**PROMPT 1:** Reproduce verbatim the part of the observability excerpt between "Oct 27 11:15:01.123" and "pod to ScyllaDB.", inclusive.
**PROMPT 2:**
Does the observability excerpt support each statement below? Answer yes or no for each and quote the deciding words.
(a) Tracing with Hubble requires adding tracing code to the applications.
(b) The Hubble query filters for the FORWARDED verdict.
(c) The observed request used the POST method.
**PROMPT 3:** In the observability excerpt, what latency does the Hubble output show for the request to the tenant-alpha backend?

The Observability Breakthrough: Tying It All Together
The system is now fully isolated. But how do we debug it? A tenant reports their dashboard is slow.
This is where the investment in Cilium and its eBPF-based observability pays off. We can use Hubble to trace a request from the moment it leaves APISIX to the backend and from the backend to ScyllaDB, all without adding a single line of tracing code to our applications.
graph TD User --JWT for Tenant Alpha--> A[api.analytics.local]; A --> B{APISIX Ingress}; B --Valid JWT, tid=alpha--> C[Service: analytics-backend-alpha]; C --Checks Cilium Policy--> D{Policy Allows}; D --> E[Pod: analytics-backend-alpha-xyz]; E --CQL Query for tenant_id=alpha--> F[Service: scylla-cluster]; F --Checks Cilium Policy--> G{Policy Allows}; G --> H[Pod: scylla-cluster-dc1-rack-a-0]; H --Returns Data--> E; E --Returns JSON--> B; B --Returns JSON--> User; subgraph "Namespace: apisix" B end subgraph "Namespace: tenant-alpha" C E end subgraph "Namespace: database" F H end
We run a Hubble query to observe traffic flowing from the APISIX pod to the tenant-alpha
backend:
hubble observe --from-pod apisix/apisix-7f8d9... --to-namespace tenant-alpha --verdict FORWARDED --http
The output gives us HTTP-level visibility (method, path, status code, latency) for that specific network hop, extracted directly from kernel space by eBPF.
Oct 27 11:15:01.123 [FORWARDED] apisix/apisix-7f8d9... -> tenant-alpha/analytics-backend-alpha-5b6c7... L7/HTTP Request
Path: /api/v1/metrics
Method: GET
Latency: 250ms
A 250ms latency for an internal service call is high. We now drill down into the next hop: from the analytics-backend-alpha
pod to ScyllaDB.

[Point-per-instance localization data]

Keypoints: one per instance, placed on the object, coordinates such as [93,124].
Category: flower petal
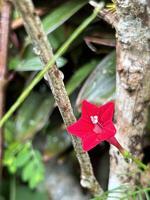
[89,110]
[89,142]
[80,128]
[107,132]
[106,112]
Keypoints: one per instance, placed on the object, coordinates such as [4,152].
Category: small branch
[44,51]
[4,37]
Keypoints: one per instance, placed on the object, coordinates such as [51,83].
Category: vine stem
[41,74]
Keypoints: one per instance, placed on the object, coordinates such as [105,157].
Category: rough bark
[132,86]
[54,77]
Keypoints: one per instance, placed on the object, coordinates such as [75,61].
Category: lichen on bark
[132,86]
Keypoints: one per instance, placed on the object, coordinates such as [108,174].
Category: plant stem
[12,188]
[41,74]
[4,37]
[54,76]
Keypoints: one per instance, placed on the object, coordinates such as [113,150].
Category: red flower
[95,125]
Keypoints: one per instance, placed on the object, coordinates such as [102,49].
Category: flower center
[94,119]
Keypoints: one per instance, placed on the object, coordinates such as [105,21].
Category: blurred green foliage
[35,134]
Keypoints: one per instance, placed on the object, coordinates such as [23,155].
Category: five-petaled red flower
[95,125]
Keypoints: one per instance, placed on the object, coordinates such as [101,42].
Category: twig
[4,37]
[44,50]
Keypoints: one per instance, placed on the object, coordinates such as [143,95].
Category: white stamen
[94,119]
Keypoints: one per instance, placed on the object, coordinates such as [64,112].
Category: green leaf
[61,14]
[80,75]
[32,64]
[23,156]
[34,170]
[100,86]
[57,141]
[33,114]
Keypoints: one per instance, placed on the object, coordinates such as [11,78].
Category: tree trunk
[132,86]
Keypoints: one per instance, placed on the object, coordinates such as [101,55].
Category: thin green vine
[41,74]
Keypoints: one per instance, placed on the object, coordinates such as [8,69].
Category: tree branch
[4,37]
[44,51]
[133,87]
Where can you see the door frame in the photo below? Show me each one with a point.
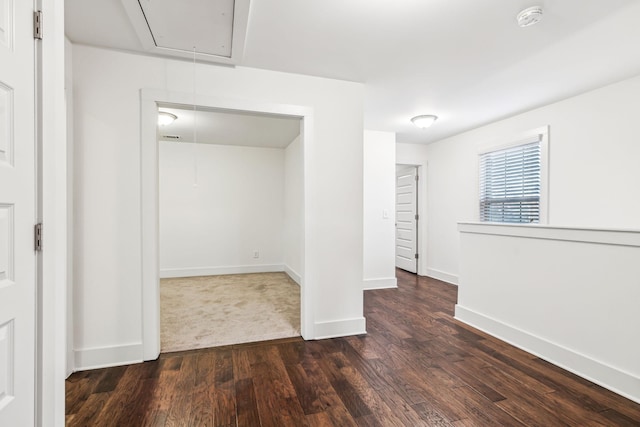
(150, 277)
(421, 194)
(55, 197)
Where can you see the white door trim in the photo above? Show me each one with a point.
(149, 99)
(422, 213)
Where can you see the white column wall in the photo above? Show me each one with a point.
(379, 210)
(593, 172)
(107, 307)
(294, 210)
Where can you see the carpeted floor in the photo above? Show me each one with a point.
(210, 311)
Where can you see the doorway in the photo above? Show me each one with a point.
(227, 213)
(150, 100)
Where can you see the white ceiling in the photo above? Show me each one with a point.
(466, 61)
(229, 128)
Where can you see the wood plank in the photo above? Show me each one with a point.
(416, 366)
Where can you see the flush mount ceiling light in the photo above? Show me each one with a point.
(530, 16)
(424, 121)
(165, 118)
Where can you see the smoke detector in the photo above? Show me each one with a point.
(530, 16)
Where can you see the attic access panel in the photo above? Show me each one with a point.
(215, 28)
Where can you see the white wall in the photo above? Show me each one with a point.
(567, 295)
(68, 88)
(219, 204)
(593, 172)
(108, 325)
(294, 210)
(379, 210)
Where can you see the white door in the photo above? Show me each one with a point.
(407, 218)
(17, 214)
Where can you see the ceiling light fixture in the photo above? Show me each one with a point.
(424, 121)
(530, 16)
(165, 118)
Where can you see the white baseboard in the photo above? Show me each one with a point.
(380, 283)
(104, 357)
(340, 328)
(623, 383)
(167, 273)
(293, 274)
(441, 275)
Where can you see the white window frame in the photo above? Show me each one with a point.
(540, 134)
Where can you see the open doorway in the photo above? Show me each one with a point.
(227, 208)
(292, 260)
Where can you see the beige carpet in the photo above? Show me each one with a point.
(210, 311)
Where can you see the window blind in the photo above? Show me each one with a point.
(510, 184)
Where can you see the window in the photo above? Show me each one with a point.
(512, 181)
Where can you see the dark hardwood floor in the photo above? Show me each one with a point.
(416, 366)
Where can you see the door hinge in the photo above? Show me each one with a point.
(37, 240)
(37, 25)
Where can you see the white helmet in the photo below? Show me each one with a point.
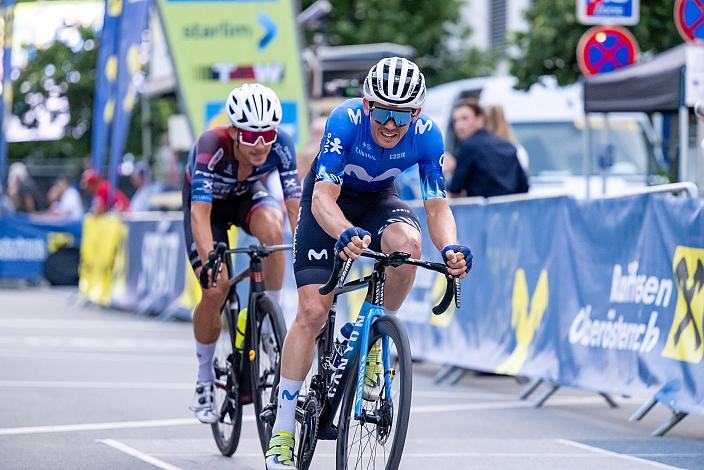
(254, 107)
(395, 81)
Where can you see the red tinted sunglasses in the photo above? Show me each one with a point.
(251, 138)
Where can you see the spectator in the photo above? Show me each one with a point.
(486, 164)
(65, 200)
(23, 191)
(94, 185)
(6, 205)
(145, 187)
(497, 124)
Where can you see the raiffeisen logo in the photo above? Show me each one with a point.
(526, 317)
(685, 342)
(628, 286)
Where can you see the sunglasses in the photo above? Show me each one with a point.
(251, 138)
(401, 118)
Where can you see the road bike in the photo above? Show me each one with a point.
(246, 362)
(370, 433)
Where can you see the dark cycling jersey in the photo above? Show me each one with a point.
(212, 167)
(350, 157)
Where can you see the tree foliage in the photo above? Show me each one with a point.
(549, 46)
(424, 26)
(58, 81)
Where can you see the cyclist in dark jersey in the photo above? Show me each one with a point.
(222, 188)
(350, 202)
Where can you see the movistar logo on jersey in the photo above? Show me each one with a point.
(355, 116)
(361, 174)
(422, 126)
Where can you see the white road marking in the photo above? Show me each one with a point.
(95, 343)
(95, 356)
(498, 405)
(138, 454)
(154, 423)
(598, 450)
(130, 323)
(99, 385)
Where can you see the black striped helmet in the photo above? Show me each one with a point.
(395, 81)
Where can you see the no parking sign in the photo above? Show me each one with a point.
(689, 19)
(606, 48)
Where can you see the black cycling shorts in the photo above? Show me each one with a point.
(225, 213)
(313, 248)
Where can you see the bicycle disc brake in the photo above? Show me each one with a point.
(309, 431)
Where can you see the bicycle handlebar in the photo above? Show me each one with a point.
(217, 256)
(397, 258)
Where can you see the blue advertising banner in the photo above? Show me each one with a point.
(105, 90)
(133, 22)
(615, 306)
(26, 241)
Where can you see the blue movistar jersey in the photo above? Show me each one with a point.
(350, 157)
(212, 167)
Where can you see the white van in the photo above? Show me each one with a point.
(549, 122)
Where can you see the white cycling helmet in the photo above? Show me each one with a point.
(254, 107)
(395, 81)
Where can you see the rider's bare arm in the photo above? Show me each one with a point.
(200, 226)
(326, 211)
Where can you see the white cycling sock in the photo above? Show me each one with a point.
(205, 353)
(277, 295)
(286, 410)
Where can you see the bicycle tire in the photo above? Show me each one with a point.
(393, 328)
(227, 438)
(262, 390)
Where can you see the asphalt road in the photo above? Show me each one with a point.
(84, 387)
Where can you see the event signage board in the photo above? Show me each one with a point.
(689, 20)
(608, 12)
(219, 45)
(603, 49)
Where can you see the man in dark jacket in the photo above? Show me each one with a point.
(486, 164)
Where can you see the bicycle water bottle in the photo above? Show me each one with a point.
(240, 329)
(341, 345)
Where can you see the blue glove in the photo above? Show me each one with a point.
(346, 237)
(460, 249)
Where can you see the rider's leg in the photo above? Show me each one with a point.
(266, 224)
(399, 236)
(298, 352)
(206, 325)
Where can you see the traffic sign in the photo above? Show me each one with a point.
(608, 12)
(689, 19)
(606, 48)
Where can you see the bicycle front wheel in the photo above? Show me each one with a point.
(377, 441)
(270, 333)
(227, 429)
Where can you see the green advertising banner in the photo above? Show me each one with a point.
(216, 45)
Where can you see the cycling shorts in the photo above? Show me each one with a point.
(313, 248)
(236, 211)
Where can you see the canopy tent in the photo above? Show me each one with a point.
(670, 82)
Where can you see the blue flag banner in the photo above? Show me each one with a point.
(26, 241)
(105, 83)
(135, 14)
(8, 8)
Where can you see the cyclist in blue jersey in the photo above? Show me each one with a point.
(349, 202)
(222, 188)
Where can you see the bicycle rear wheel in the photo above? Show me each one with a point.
(377, 442)
(270, 334)
(227, 430)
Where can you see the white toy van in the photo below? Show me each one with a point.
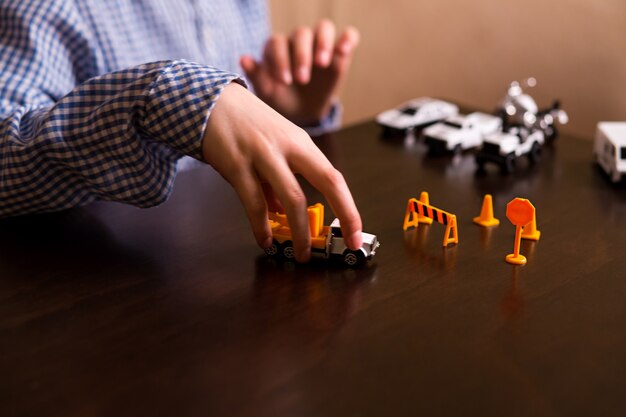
(609, 148)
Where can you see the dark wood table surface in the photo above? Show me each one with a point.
(110, 310)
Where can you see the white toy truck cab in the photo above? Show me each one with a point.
(326, 240)
(609, 149)
(458, 133)
(503, 148)
(414, 113)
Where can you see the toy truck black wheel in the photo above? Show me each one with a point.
(353, 258)
(274, 249)
(535, 153)
(551, 133)
(508, 165)
(288, 251)
(392, 132)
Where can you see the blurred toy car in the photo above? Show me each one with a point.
(609, 149)
(415, 113)
(460, 132)
(520, 109)
(325, 240)
(504, 148)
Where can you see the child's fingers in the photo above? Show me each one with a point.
(302, 54)
(276, 57)
(324, 43)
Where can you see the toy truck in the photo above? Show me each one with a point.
(609, 149)
(413, 114)
(503, 148)
(460, 132)
(325, 240)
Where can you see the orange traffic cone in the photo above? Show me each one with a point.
(486, 218)
(424, 200)
(530, 231)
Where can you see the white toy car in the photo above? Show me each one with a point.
(520, 109)
(415, 113)
(609, 149)
(503, 148)
(458, 133)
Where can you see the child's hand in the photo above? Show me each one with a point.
(258, 151)
(300, 76)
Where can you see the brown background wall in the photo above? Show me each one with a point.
(469, 51)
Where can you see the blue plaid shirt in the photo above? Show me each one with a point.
(99, 99)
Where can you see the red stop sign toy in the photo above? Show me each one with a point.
(520, 212)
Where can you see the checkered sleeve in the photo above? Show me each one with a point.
(114, 137)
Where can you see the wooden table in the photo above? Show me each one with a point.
(111, 310)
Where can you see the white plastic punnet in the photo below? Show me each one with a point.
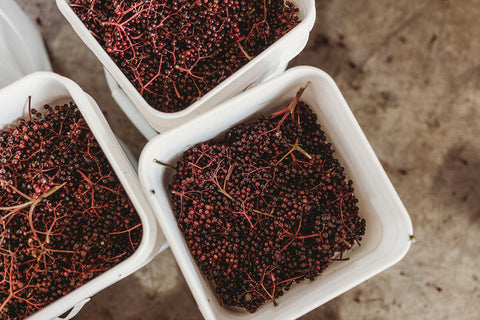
(278, 54)
(388, 225)
(49, 88)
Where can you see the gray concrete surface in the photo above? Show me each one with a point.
(410, 71)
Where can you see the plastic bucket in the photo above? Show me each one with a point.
(278, 54)
(388, 225)
(49, 88)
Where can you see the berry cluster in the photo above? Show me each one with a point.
(265, 206)
(175, 51)
(65, 217)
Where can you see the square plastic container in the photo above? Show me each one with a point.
(49, 88)
(388, 225)
(278, 54)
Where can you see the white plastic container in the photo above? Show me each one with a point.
(50, 88)
(21, 47)
(278, 54)
(388, 226)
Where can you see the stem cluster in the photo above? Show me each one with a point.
(64, 217)
(265, 206)
(175, 51)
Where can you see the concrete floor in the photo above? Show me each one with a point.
(410, 71)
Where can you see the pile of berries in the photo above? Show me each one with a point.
(175, 51)
(64, 216)
(265, 206)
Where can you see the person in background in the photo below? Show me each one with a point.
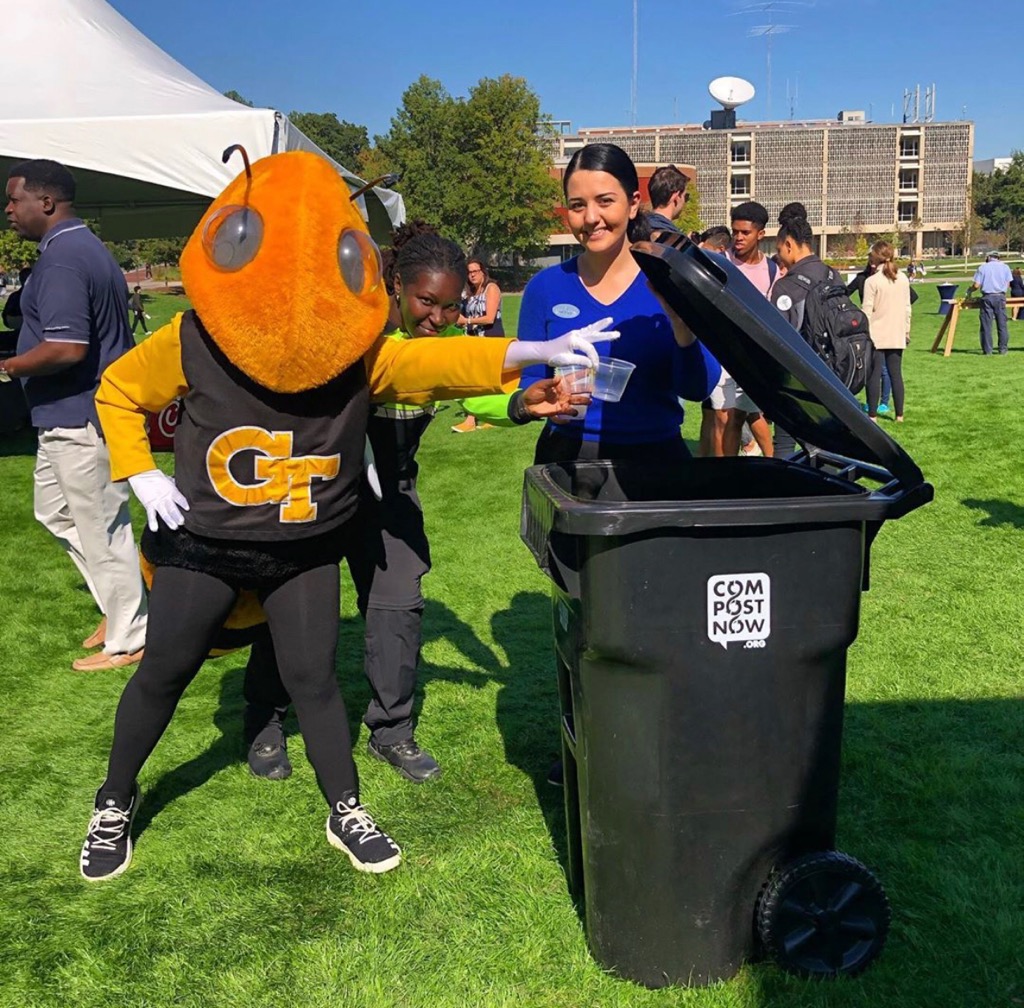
(138, 310)
(480, 316)
(12, 306)
(1017, 290)
(667, 189)
(749, 220)
(73, 326)
(887, 304)
(992, 279)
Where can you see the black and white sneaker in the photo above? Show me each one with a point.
(351, 828)
(107, 850)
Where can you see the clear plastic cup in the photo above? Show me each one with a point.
(610, 378)
(581, 381)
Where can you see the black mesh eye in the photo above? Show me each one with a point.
(232, 237)
(359, 260)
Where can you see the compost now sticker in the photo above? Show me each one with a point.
(739, 609)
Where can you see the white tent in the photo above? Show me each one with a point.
(142, 135)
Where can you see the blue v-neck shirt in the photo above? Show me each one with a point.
(556, 301)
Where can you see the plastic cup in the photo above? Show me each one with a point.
(581, 382)
(610, 378)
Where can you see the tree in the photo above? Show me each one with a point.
(423, 145)
(15, 252)
(474, 166)
(506, 199)
(689, 217)
(337, 138)
(999, 196)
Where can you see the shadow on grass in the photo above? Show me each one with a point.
(226, 750)
(999, 512)
(18, 443)
(527, 704)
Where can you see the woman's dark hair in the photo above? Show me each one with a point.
(416, 249)
(613, 160)
(793, 223)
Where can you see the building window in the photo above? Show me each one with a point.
(907, 211)
(739, 185)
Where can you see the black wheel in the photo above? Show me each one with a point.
(823, 915)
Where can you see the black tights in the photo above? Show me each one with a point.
(185, 612)
(894, 363)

**TASK OUTPUT 1:**
Oct 27 11:15:01.123 [FORWARDED] apisix/apisix-7f8d9... -> tenant-alpha/analytics-backend-alpha-5b6c7... L7/HTTP Request
Path: /api/v1/metrics
Method: GET
Latency: 250ms
A 250ms latency for an internal service call is high. We now drill down into the next hop: from the analytics-backend-alpha
pod to ScyllaDB.

**TASK OUTPUT 2:**
(a) No: "all without adding a single line of tracing code to our applications."
(b) Yes: "--verdict FORWARDED"
(c) No: "Method: GET"

**TASK OUTPUT 3:** 250ms